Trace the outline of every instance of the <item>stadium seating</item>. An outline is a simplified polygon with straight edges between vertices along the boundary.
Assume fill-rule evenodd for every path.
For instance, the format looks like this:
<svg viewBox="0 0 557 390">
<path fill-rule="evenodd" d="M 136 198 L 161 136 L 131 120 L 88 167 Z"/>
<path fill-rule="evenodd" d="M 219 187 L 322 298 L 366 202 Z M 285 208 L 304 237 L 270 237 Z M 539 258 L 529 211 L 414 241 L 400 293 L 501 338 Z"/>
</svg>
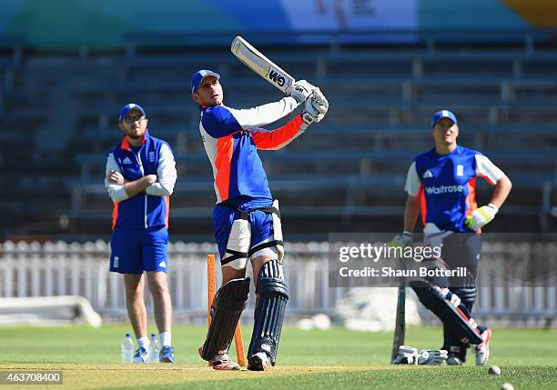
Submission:
<svg viewBox="0 0 557 390">
<path fill-rule="evenodd" d="M 12 234 L 109 235 L 106 154 L 121 138 L 119 108 L 137 102 L 152 134 L 168 141 L 177 157 L 174 234 L 210 239 L 211 169 L 189 77 L 198 67 L 219 72 L 225 101 L 234 107 L 280 95 L 220 44 L 147 54 L 139 44 L 127 55 L 30 55 L 4 73 L 4 89 L 14 88 L 0 92 L 9 108 L 0 120 L 0 181 L 14 191 L 2 193 L 0 212 Z M 323 123 L 284 150 L 260 153 L 289 239 L 400 230 L 406 171 L 431 147 L 429 124 L 440 108 L 457 113 L 461 145 L 481 150 L 513 180 L 492 229 L 554 229 L 557 54 L 438 46 L 262 47 L 292 75 L 319 85 L 330 102 Z M 479 184 L 481 202 L 487 194 Z"/>
</svg>

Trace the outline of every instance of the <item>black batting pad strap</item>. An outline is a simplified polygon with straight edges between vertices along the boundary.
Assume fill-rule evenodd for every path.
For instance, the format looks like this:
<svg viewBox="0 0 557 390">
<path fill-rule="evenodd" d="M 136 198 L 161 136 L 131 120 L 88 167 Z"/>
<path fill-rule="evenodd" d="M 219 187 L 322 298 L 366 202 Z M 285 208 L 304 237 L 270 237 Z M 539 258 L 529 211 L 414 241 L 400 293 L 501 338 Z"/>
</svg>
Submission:
<svg viewBox="0 0 557 390">
<path fill-rule="evenodd" d="M 271 248 L 277 245 L 284 246 L 284 242 L 282 240 L 273 240 L 268 243 L 259 244 L 258 245 L 255 245 L 251 249 L 249 249 L 248 255 L 252 255 L 253 254 L 255 254 L 258 251 L 260 251 L 261 249 Z"/>
<path fill-rule="evenodd" d="M 232 279 L 217 292 L 212 305 L 211 325 L 201 354 L 205 360 L 210 360 L 228 349 L 238 321 L 246 308 L 248 294 L 248 277 Z"/>
<path fill-rule="evenodd" d="M 227 254 L 230 254 L 231 255 L 223 258 L 220 261 L 220 265 L 224 265 L 226 264 L 228 264 L 236 259 L 243 259 L 243 258 L 248 258 L 248 256 L 249 255 L 247 252 L 239 252 L 239 251 L 235 251 L 233 249 L 227 249 L 225 251 L 225 253 Z"/>
<path fill-rule="evenodd" d="M 258 278 L 257 291 L 259 297 L 248 357 L 258 352 L 265 352 L 274 365 L 289 300 L 289 290 L 284 284 L 280 262 L 270 260 L 263 265 Z"/>
<path fill-rule="evenodd" d="M 410 285 L 416 292 L 420 302 L 449 326 L 455 336 L 461 340 L 466 339 L 473 345 L 481 343 L 480 333 L 474 326 L 475 322 L 461 302 L 455 306 L 447 295 L 443 295 L 439 287 L 427 281 L 415 280 L 410 282 Z"/>
</svg>

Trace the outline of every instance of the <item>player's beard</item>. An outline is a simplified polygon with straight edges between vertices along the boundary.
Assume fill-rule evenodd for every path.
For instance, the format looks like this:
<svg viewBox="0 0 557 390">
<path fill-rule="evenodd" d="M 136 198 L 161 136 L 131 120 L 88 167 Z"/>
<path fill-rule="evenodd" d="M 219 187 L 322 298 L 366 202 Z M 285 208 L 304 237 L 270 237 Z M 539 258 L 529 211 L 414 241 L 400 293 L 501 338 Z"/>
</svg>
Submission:
<svg viewBox="0 0 557 390">
<path fill-rule="evenodd" d="M 141 139 L 143 135 L 145 135 L 145 131 L 141 132 L 141 128 L 138 128 L 137 130 L 140 132 L 139 134 L 136 133 L 134 129 L 130 129 L 128 132 L 126 133 L 126 135 L 131 139 Z"/>
</svg>

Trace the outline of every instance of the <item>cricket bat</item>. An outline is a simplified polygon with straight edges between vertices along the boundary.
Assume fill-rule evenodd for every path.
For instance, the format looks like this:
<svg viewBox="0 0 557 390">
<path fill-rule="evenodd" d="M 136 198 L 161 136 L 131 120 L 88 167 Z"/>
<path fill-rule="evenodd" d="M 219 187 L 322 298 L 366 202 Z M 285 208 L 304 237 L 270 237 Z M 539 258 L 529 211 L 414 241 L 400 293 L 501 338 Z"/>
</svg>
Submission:
<svg viewBox="0 0 557 390">
<path fill-rule="evenodd" d="M 230 51 L 248 68 L 259 75 L 277 88 L 289 95 L 296 82 L 294 77 L 280 66 L 267 58 L 261 52 L 253 47 L 241 36 L 232 41 Z"/>
<path fill-rule="evenodd" d="M 395 332 L 392 340 L 392 353 L 390 354 L 391 364 L 399 354 L 399 347 L 404 345 L 404 334 L 406 332 L 406 287 L 403 283 L 399 286 L 397 298 L 397 318 L 395 320 Z"/>
</svg>

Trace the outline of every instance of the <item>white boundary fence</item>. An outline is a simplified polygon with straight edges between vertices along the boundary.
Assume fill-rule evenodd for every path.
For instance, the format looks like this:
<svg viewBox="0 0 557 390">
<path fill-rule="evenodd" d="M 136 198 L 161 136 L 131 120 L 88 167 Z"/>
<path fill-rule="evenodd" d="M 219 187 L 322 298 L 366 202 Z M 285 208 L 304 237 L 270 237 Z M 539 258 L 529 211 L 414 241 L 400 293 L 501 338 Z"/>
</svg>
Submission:
<svg viewBox="0 0 557 390">
<path fill-rule="evenodd" d="M 285 247 L 285 275 L 290 294 L 288 314 L 332 314 L 336 302 L 349 288 L 329 287 L 328 243 L 287 243 Z M 514 246 L 484 244 L 482 258 L 490 256 L 504 266 L 509 257 L 530 250 L 527 243 Z M 553 261 L 557 256 L 554 244 L 545 245 L 541 250 L 552 256 Z M 174 310 L 189 320 L 202 321 L 207 308 L 206 258 L 217 248 L 213 244 L 177 242 L 169 244 L 168 252 Z M 6 241 L 0 245 L 0 297 L 82 295 L 101 315 L 123 315 L 126 304 L 122 276 L 108 272 L 108 256 L 109 245 L 101 240 L 86 244 Z M 217 285 L 220 285 L 219 274 L 217 273 Z M 491 276 L 481 275 L 479 285 L 489 285 L 485 278 Z M 475 316 L 510 320 L 522 325 L 557 318 L 556 276 L 553 274 L 550 277 L 550 283 L 546 280 L 540 285 L 531 283 L 480 287 Z M 146 293 L 146 296 L 149 295 Z M 147 302 L 150 308 L 150 297 Z"/>
</svg>

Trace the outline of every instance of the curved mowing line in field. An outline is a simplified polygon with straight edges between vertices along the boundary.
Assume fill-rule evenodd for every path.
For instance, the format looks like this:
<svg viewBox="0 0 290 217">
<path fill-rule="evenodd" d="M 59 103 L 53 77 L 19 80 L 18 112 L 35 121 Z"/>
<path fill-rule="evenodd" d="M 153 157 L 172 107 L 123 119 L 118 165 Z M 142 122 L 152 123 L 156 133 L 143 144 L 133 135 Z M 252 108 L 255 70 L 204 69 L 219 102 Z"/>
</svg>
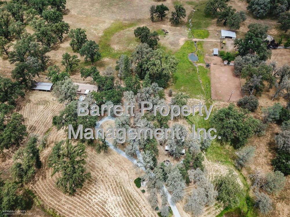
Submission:
<svg viewBox="0 0 290 217">
<path fill-rule="evenodd" d="M 111 116 L 107 116 L 98 122 L 97 122 L 97 124 L 96 125 L 96 127 L 97 128 L 99 128 L 101 126 L 101 125 L 104 122 L 108 121 L 115 121 L 115 119 L 116 119 L 116 118 L 113 117 Z M 133 163 L 135 164 L 137 164 L 137 160 L 136 159 L 134 158 L 128 158 L 125 152 L 119 148 L 115 148 L 112 143 L 106 139 L 106 140 L 107 141 L 107 142 L 108 143 L 110 148 L 111 149 L 116 152 L 119 155 L 128 159 Z M 136 152 L 136 154 L 137 155 L 137 157 L 139 159 L 140 159 L 140 160 L 142 160 L 141 159 L 142 157 L 141 157 L 141 155 L 140 154 L 140 152 L 138 151 L 137 151 Z M 141 168 L 143 170 L 145 171 L 145 169 L 144 168 Z M 175 205 L 175 203 L 172 201 L 171 200 L 171 195 L 169 193 L 165 186 L 164 185 L 163 187 L 163 189 L 167 194 L 167 201 L 168 202 L 168 203 L 169 204 L 169 205 L 171 207 L 171 209 L 172 210 L 172 212 L 173 212 L 173 214 L 174 215 L 174 216 L 175 217 L 180 217 L 180 214 L 179 213 L 179 211 L 178 211 L 178 209 L 177 209 L 177 207 Z"/>
<path fill-rule="evenodd" d="M 113 23 L 110 27 L 105 30 L 99 43 L 102 58 L 110 57 L 117 58 L 121 54 L 128 54 L 128 52 L 114 52 L 114 49 L 110 44 L 111 39 L 115 33 L 135 26 L 137 24 L 135 23 L 126 23 L 119 21 Z"/>
</svg>

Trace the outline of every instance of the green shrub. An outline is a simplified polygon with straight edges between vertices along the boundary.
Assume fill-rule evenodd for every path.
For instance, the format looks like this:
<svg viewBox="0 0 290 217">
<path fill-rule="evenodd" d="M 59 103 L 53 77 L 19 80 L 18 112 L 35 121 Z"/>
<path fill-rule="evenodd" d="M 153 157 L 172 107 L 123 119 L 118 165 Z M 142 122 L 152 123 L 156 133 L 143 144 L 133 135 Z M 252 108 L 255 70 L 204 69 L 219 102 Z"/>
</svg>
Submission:
<svg viewBox="0 0 290 217">
<path fill-rule="evenodd" d="M 136 185 L 136 187 L 138 188 L 139 188 L 141 187 L 141 178 L 138 177 L 134 180 L 134 183 Z"/>
<path fill-rule="evenodd" d="M 239 100 L 237 104 L 243 108 L 247 108 L 250 111 L 255 111 L 258 108 L 259 100 L 255 96 L 245 96 Z"/>
<path fill-rule="evenodd" d="M 235 55 L 229 52 L 226 52 L 224 51 L 220 52 L 220 56 L 223 60 L 227 60 L 229 62 L 233 61 L 235 59 Z"/>
<path fill-rule="evenodd" d="M 279 170 L 285 176 L 290 174 L 290 155 L 284 151 L 279 151 L 276 158 L 272 160 L 274 170 Z"/>
</svg>

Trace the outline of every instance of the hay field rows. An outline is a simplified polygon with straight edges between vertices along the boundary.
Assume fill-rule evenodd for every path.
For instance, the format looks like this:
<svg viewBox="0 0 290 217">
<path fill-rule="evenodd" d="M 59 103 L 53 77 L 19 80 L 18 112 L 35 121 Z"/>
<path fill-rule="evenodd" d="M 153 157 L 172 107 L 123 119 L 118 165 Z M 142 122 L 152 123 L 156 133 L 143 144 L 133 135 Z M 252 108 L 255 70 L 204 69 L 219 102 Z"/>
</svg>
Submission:
<svg viewBox="0 0 290 217">
<path fill-rule="evenodd" d="M 135 186 L 133 181 L 139 172 L 131 162 L 111 150 L 97 154 L 89 147 L 87 151 L 86 167 L 91 177 L 73 197 L 64 194 L 56 187 L 57 176 L 51 177 L 50 169 L 46 168 L 31 185 L 47 206 L 66 216 L 156 216 L 146 197 Z M 48 153 L 42 153 L 42 158 L 47 157 Z"/>
</svg>

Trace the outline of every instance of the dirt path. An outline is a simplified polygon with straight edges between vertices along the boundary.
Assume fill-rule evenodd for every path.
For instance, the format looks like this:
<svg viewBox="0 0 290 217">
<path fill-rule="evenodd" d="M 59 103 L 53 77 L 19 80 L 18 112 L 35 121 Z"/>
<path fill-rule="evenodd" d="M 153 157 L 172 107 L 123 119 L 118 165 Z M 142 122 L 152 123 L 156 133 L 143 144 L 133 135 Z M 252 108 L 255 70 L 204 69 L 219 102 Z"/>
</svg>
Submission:
<svg viewBox="0 0 290 217">
<path fill-rule="evenodd" d="M 100 121 L 98 122 L 97 123 L 97 125 L 96 125 L 96 127 L 97 128 L 99 128 L 102 124 L 104 122 L 108 121 L 114 120 L 115 119 L 115 118 L 113 117 L 112 116 L 107 116 L 106 117 L 102 119 L 101 120 L 100 120 Z M 137 164 L 137 160 L 136 159 L 133 158 L 129 158 L 128 157 L 128 156 L 127 156 L 126 155 L 126 154 L 125 152 L 120 149 L 119 148 L 115 147 L 113 145 L 113 144 L 111 143 L 111 142 L 107 139 L 106 140 L 108 143 L 108 144 L 109 144 L 110 148 L 111 148 L 111 149 L 116 152 L 119 155 L 122 156 L 122 157 L 130 161 L 133 163 L 135 164 Z M 136 152 L 136 153 L 137 152 Z M 141 157 L 141 155 L 140 154 L 139 152 L 138 152 L 138 153 L 137 154 L 137 155 L 138 157 Z M 140 159 L 140 160 L 142 161 L 142 159 Z M 144 168 L 141 168 L 141 169 L 145 171 L 145 169 Z M 180 214 L 179 213 L 179 212 L 178 211 L 178 209 L 177 209 L 177 207 L 176 207 L 176 205 L 175 205 L 175 203 L 172 201 L 171 199 L 171 195 L 170 195 L 170 194 L 169 193 L 169 192 L 168 192 L 168 191 L 167 190 L 167 189 L 166 189 L 166 187 L 164 185 L 163 185 L 163 189 L 165 191 L 165 192 L 166 192 L 166 193 L 167 194 L 167 201 L 168 202 L 168 204 L 169 204 L 170 206 L 170 207 L 171 207 L 171 209 L 172 210 L 172 212 L 173 212 L 173 214 L 174 215 L 174 216 L 175 217 L 180 217 L 181 216 Z"/>
<path fill-rule="evenodd" d="M 204 39 L 201 39 L 200 38 L 191 38 L 191 39 L 188 39 L 188 40 L 192 40 L 195 41 L 214 41 L 216 42 L 220 42 L 220 40 L 217 39 L 207 39 L 205 38 Z"/>
</svg>

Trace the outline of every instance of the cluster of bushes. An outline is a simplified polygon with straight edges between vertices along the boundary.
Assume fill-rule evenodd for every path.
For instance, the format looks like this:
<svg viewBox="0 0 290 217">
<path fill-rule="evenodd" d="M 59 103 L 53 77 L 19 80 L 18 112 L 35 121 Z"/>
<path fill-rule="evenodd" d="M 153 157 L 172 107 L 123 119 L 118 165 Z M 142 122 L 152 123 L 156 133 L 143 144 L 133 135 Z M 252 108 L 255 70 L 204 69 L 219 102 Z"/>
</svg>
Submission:
<svg viewBox="0 0 290 217">
<path fill-rule="evenodd" d="M 141 178 L 140 177 L 138 177 L 135 179 L 134 180 L 134 183 L 135 183 L 136 187 L 138 188 L 140 188 L 141 187 Z"/>
</svg>

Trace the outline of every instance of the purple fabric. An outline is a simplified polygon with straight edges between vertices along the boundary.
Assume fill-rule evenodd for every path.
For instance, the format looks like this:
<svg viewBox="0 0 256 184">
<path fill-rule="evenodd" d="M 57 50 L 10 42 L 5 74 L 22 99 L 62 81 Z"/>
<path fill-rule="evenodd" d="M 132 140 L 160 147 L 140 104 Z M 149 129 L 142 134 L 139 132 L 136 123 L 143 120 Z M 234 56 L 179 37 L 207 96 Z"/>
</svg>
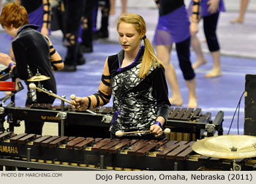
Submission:
<svg viewBox="0 0 256 184">
<path fill-rule="evenodd" d="M 34 12 L 29 14 L 29 23 L 37 25 L 39 28 L 37 30 L 39 32 L 41 32 L 41 29 L 42 27 L 43 15 L 44 15 L 43 5 L 42 5 Z M 49 30 L 49 35 L 50 35 L 50 30 Z"/>
<path fill-rule="evenodd" d="M 201 0 L 201 4 L 200 4 L 200 15 L 201 17 L 206 17 L 208 15 L 210 15 L 211 13 L 208 12 L 207 11 L 208 8 L 208 5 L 207 5 L 207 2 L 208 0 Z M 193 5 L 193 0 L 191 0 L 189 8 L 188 8 L 188 12 L 189 16 L 191 16 L 192 15 L 192 5 Z M 223 0 L 220 0 L 219 1 L 219 10 L 217 12 L 225 12 L 225 5 L 224 5 L 224 1 Z"/>
<path fill-rule="evenodd" d="M 163 16 L 159 16 L 154 37 L 154 45 L 178 43 L 190 36 L 189 20 L 185 5 Z"/>
</svg>

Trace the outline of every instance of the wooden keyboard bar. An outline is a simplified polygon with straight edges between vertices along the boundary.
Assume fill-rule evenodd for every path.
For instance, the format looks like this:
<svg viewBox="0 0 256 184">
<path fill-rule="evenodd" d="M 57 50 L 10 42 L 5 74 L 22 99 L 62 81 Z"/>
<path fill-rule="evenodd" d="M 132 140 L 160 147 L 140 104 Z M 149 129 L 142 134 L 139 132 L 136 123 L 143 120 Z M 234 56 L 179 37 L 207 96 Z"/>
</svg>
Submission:
<svg viewBox="0 0 256 184">
<path fill-rule="evenodd" d="M 29 134 L 26 135 L 20 139 L 19 139 L 18 140 L 18 144 L 25 144 L 26 142 L 27 142 L 28 141 L 32 141 L 34 139 L 35 139 L 37 135 L 36 134 Z"/>
<path fill-rule="evenodd" d="M 135 140 L 135 139 L 132 139 L 132 140 Z M 108 149 L 108 153 L 117 153 L 124 147 L 128 147 L 128 146 L 132 145 L 132 140 L 129 140 L 127 139 L 122 139 L 119 143 L 118 143 L 115 146 Z M 138 140 L 136 139 L 136 141 L 138 141 Z"/>
<path fill-rule="evenodd" d="M 193 109 L 192 109 L 192 108 L 189 108 L 189 109 L 186 112 L 186 113 L 184 114 L 184 115 L 181 117 L 181 119 L 182 120 L 189 120 L 189 117 L 191 116 L 192 111 L 193 111 Z"/>
<path fill-rule="evenodd" d="M 176 147 L 173 151 L 170 152 L 166 155 L 166 159 L 174 159 L 176 158 L 176 156 L 177 156 L 178 153 L 182 152 L 184 150 L 187 149 L 187 147 L 189 147 L 189 145 L 180 145 L 179 147 Z"/>
<path fill-rule="evenodd" d="M 180 112 L 178 112 L 178 114 L 174 118 L 176 120 L 180 120 L 181 117 L 184 115 L 184 113 L 187 111 L 187 108 L 182 108 Z"/>
<path fill-rule="evenodd" d="M 177 142 L 170 142 L 165 144 L 163 150 L 157 154 L 157 158 L 165 158 L 165 155 L 169 152 L 173 150 L 176 147 L 179 146 L 179 144 L 176 144 Z"/>
<path fill-rule="evenodd" d="M 12 136 L 12 132 L 5 132 L 0 134 L 0 141 L 10 139 Z"/>
<path fill-rule="evenodd" d="M 110 148 L 111 148 L 112 147 L 116 145 L 120 142 L 121 142 L 121 139 L 112 139 L 112 141 L 109 144 L 108 144 L 105 146 L 103 146 L 103 147 L 100 147 L 99 148 L 99 151 L 102 152 L 102 153 L 107 153 L 107 152 L 108 152 L 108 150 Z"/>
<path fill-rule="evenodd" d="M 57 139 L 59 139 L 59 136 L 53 136 L 50 139 L 48 139 L 43 142 L 41 142 L 41 146 L 48 146 L 49 143 L 50 142 L 53 142 Z"/>
<path fill-rule="evenodd" d="M 209 156 L 200 156 L 198 158 L 198 161 L 208 161 L 211 157 Z"/>
<path fill-rule="evenodd" d="M 159 147 L 158 142 L 152 142 L 149 145 L 147 145 L 143 148 L 139 150 L 136 152 L 136 156 L 146 156 L 148 155 L 148 152 L 153 149 L 157 149 Z"/>
<path fill-rule="evenodd" d="M 213 158 L 213 157 L 210 158 L 209 160 L 211 161 L 211 162 L 213 162 L 213 163 L 219 163 L 222 161 L 221 158 Z"/>
<path fill-rule="evenodd" d="M 190 142 L 188 145 L 189 145 L 189 147 L 186 149 L 184 151 L 181 152 L 181 153 L 179 153 L 176 157 L 176 158 L 177 160 L 185 160 L 187 159 L 189 154 L 193 152 L 193 150 L 192 149 L 191 146 L 195 143 L 195 142 L 192 141 L 192 142 Z"/>
<path fill-rule="evenodd" d="M 20 139 L 26 135 L 27 135 L 27 134 L 20 134 L 16 135 L 10 139 L 10 142 L 17 143 L 18 139 Z"/>
<path fill-rule="evenodd" d="M 201 112 L 200 108 L 196 108 L 194 111 L 193 116 L 198 116 L 200 115 L 200 112 Z"/>
<path fill-rule="evenodd" d="M 89 145 L 94 144 L 96 141 L 92 137 L 87 137 L 85 140 L 74 146 L 74 149 L 82 150 Z"/>
<path fill-rule="evenodd" d="M 111 142 L 111 139 L 110 139 L 110 138 L 104 139 L 99 141 L 99 142 L 96 143 L 91 147 L 91 150 L 92 151 L 99 151 L 100 147 L 105 146 L 106 145 L 108 145 L 110 142 Z"/>
<path fill-rule="evenodd" d="M 176 108 L 172 113 L 168 116 L 169 118 L 173 119 L 174 117 L 178 114 L 178 111 L 181 110 L 181 108 Z"/>
<path fill-rule="evenodd" d="M 50 135 L 45 135 L 45 136 L 42 136 L 37 139 L 35 139 L 34 142 L 33 142 L 33 145 L 40 145 L 41 142 L 49 139 L 50 137 L 52 137 L 52 136 L 50 136 Z"/>
<path fill-rule="evenodd" d="M 67 149 L 73 149 L 74 148 L 74 146 L 75 145 L 78 145 L 78 143 L 81 142 L 82 141 L 85 140 L 86 138 L 84 137 L 78 137 L 75 139 L 73 139 L 71 141 L 69 141 L 67 145 L 66 145 L 66 148 Z"/>
<path fill-rule="evenodd" d="M 129 151 L 127 152 L 127 154 L 136 155 L 137 151 L 138 151 L 141 148 L 144 147 L 148 144 L 148 140 L 145 140 L 145 139 L 139 140 L 135 144 L 134 144 L 131 146 Z"/>
<path fill-rule="evenodd" d="M 58 138 L 57 139 L 55 139 L 54 141 L 50 142 L 48 145 L 50 147 L 56 147 L 61 144 L 67 143 L 68 138 L 69 137 L 67 136 L 61 137 Z"/>
</svg>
|---|
▶ _Task prompt_
From the items above, pick out every line that contains the word "field" and copy each one.

▶ _Expected output_
Trace the outline of every instance of the curved mowing line in field. An outline is a simplified polygon with straight edges between vertices along the boundary.
Trace the outline of every instance of the hay field rows. An outline is a simplified polygon with straight edges between vertices along the boundary.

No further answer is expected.